Activity — Translate this sentence from the article about the liver transplant surgeon below into Spanish: "She has beaten cancer before, but lost her brother and sister to the disease."

Excerpt START

As a fresh-faced young medical student consultant hepato-pancreato-biliary and liver transplant surgeon, Emmanuel Huguet, had what he describes as a “seminal moment”.
He had gone to medical school without any preconceptions about what field of medicine he would eventually pursue, but was completely “awestruck” after watching his first major abdominal operation.
What impressed Emmanuel was the way surgeons and theatre staff from different fields, with different expertise, and different levels of experience, were united by one shared purpose – caring for the anaesthetised patient.
Emmanuel says he found it a “profound and transcending experience” and he still feels that about the theatre environment today.
Nowhere will that be more in evidence than when Emmanuel and his close team of colleagues feature in BBC Two’s Surgeon’s at the Edge of Life on BBC2 at 9pm on Tuesday (October 27).
They pull together for 72-year-old Chris who has a genetic disorder called FAP, which means she is susceptible to cancer in her digestive system. She has beaten cancer before, but lost her brother and sister to the disease.
Now, the only way to remove a polyp that may turn to cancer in her duodenum – the first part of the small intestine – is to have a Whipple’s procedure. It is complicated and risky and involves removing the duodenum and several other parts of her digestive system before rebuilding it. Not long ago, the post-operative mortality rate was one in five.
We deal with the most valuable entity on the planet: human life. There are countless aspects to the ‘work’ that are so rewarding, but they all stem from the immense, immeasurable, and humbling privilege of being entrusted with the care of this most valuable thing.Emmanuel Huguet
So with all the pressures involved with undertaking such a complicated procedure what made Emmanuel – a typically self-effacing Addenbrooke’s surgeon – agree to be filmed for the series?
He said: “I saw this as an opportunity to show the humanity, profound depth of care, and multi-faceted teamwork of the hospital, and so perhaps provide understanding and reassurance to current and future patients, who understandably perceive big hospitals as frightening places.
“It was a pleasure to meet the filming team who were a delightful group of people, and fascinating to see their work. I did find it very strange to be in front of cameras and microphones, as I’m not an actor by profession or personality, but the filming team were very experienced, friendly and helpful, and made it all OK. I hope the depth of care and team work comes across.”

Excerpt END
Entries provided START

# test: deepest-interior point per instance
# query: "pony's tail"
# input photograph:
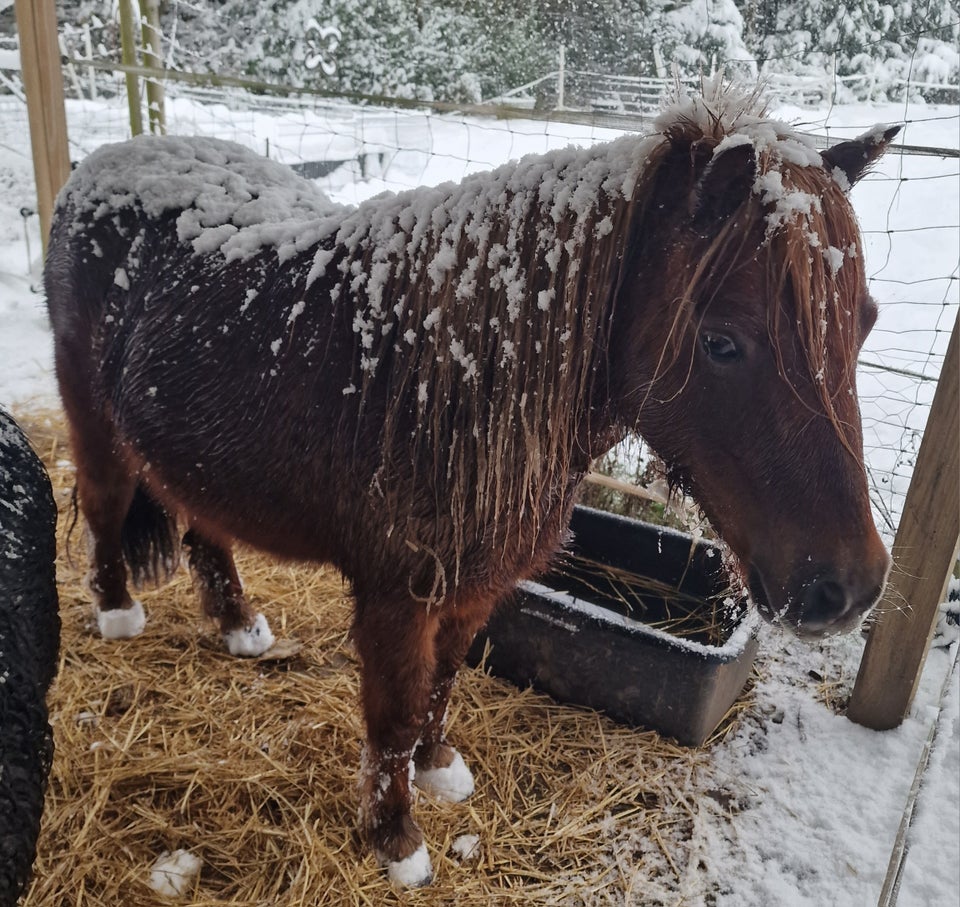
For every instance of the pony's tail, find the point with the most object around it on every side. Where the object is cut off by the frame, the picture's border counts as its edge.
(150, 540)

Entries provided END

Solution to this exercise — Ya ha superado el cáncer antes, pero perdió a su hermano y a su hermana a causa de la enfermedad.